§ Data to examine
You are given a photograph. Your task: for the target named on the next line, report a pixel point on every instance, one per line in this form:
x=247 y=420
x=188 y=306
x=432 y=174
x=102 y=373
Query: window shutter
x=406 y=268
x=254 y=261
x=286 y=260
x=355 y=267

§ Task directions
Would you print each line of the material exactly?

§ Answer for this exercise
You are given a photograph. Your task: for the target named on the next line, report a pixel point on every instance, one per line in this form:
x=247 y=420
x=188 y=306
x=432 y=174
x=102 y=373
Query: window shutter
x=406 y=268
x=254 y=261
x=286 y=260
x=355 y=267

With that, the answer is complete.